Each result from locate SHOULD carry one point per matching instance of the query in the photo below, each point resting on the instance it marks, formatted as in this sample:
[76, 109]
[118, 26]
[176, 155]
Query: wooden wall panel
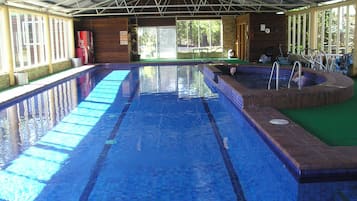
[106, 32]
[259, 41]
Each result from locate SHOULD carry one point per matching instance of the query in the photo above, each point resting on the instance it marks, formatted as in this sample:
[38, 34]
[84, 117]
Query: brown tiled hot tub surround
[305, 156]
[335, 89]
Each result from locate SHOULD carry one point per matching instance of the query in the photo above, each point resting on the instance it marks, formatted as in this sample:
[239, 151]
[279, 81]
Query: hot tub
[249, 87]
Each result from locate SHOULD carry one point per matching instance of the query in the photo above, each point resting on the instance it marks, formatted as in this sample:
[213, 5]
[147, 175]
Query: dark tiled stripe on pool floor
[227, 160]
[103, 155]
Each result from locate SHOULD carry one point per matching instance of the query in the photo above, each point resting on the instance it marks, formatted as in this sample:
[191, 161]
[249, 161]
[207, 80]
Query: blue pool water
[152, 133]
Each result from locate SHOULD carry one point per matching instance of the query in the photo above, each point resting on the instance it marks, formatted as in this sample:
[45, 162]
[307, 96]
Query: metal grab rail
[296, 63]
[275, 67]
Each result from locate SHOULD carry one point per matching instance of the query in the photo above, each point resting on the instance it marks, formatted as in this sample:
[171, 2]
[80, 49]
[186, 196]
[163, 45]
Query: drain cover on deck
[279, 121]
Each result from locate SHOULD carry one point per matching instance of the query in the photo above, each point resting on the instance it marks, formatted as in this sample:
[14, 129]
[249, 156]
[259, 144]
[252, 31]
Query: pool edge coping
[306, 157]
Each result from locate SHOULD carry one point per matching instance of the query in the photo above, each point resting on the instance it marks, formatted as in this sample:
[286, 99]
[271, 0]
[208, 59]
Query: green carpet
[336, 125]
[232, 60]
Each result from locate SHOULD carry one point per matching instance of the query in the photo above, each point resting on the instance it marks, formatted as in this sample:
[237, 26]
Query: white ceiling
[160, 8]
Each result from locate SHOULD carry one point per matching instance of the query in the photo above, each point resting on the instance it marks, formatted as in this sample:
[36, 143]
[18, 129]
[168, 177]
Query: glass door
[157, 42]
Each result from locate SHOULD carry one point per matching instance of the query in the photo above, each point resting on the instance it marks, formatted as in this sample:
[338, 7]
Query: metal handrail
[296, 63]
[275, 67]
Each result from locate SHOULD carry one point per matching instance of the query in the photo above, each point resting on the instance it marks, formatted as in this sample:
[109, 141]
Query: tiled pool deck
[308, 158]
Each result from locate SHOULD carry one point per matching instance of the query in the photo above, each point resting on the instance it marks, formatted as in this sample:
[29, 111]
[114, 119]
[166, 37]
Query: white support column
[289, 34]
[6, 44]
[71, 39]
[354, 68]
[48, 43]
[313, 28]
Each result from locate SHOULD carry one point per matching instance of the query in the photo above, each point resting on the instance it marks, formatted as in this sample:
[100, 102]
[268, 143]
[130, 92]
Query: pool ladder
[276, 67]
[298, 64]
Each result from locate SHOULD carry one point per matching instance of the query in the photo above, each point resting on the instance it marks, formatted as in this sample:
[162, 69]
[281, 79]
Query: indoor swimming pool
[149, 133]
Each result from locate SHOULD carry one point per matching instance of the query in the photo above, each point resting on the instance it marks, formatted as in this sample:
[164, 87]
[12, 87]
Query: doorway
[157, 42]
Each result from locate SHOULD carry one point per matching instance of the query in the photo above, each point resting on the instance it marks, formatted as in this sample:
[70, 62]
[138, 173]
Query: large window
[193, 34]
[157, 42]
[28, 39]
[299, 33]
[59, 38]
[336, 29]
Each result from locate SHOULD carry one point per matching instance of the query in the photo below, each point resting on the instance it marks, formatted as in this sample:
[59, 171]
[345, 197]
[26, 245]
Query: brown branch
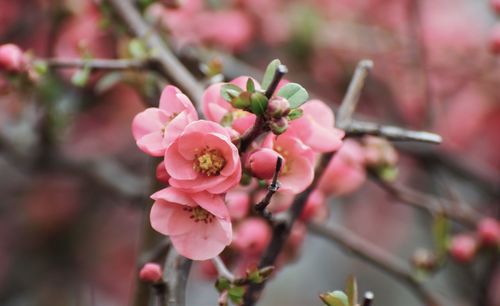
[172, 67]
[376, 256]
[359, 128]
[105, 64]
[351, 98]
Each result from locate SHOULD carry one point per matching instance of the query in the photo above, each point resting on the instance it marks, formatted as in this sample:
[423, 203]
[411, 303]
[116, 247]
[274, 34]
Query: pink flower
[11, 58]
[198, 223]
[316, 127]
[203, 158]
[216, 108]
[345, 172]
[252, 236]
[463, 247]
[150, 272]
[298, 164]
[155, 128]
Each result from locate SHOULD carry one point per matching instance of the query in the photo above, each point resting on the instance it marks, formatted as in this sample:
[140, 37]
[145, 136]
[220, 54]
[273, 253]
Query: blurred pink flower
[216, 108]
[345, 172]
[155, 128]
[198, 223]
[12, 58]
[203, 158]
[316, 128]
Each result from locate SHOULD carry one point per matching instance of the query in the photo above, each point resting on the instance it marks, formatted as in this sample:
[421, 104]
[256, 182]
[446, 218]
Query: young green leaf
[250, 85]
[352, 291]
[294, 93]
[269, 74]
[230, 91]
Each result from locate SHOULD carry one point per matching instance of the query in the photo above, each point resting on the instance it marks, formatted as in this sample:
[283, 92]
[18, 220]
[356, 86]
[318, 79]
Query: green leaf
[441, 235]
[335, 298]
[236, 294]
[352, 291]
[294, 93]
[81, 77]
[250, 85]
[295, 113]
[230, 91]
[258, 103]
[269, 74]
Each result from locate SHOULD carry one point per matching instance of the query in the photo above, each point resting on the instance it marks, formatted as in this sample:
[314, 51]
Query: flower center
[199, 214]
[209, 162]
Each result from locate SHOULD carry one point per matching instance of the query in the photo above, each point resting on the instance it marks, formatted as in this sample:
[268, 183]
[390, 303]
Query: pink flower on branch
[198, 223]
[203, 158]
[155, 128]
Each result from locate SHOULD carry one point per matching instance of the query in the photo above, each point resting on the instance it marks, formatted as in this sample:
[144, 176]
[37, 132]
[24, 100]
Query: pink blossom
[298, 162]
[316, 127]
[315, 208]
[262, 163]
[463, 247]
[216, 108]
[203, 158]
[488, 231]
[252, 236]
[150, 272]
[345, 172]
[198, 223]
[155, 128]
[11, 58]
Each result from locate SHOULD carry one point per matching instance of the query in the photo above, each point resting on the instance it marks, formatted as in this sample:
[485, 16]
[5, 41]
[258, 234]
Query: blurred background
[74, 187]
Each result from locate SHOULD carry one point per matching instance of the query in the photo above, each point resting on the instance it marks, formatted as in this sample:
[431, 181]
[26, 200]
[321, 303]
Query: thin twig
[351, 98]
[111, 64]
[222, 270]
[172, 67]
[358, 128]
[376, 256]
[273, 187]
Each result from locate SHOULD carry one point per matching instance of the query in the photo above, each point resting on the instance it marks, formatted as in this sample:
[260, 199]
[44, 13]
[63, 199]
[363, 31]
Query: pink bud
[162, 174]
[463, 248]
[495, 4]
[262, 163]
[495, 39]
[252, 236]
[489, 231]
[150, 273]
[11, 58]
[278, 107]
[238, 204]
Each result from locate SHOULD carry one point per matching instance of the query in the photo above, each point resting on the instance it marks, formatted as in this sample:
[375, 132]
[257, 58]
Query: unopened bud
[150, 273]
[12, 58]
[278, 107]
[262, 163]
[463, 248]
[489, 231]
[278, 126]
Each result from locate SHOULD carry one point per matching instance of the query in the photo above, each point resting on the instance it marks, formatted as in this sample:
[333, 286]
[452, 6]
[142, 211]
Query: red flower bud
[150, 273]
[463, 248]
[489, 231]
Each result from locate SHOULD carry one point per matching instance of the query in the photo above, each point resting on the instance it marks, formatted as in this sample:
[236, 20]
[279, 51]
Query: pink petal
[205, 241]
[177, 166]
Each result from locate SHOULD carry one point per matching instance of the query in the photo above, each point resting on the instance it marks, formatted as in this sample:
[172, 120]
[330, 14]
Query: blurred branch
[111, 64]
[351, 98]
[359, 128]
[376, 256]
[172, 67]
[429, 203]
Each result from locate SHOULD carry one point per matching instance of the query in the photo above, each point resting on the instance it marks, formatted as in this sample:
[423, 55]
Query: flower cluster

——————————

Objective: Find every line in the material above that contains the word "brown", matching case exactly, and copy each of those lines.

Exercise answer:
Query: brown tiled hot tub surround
Query: brown branch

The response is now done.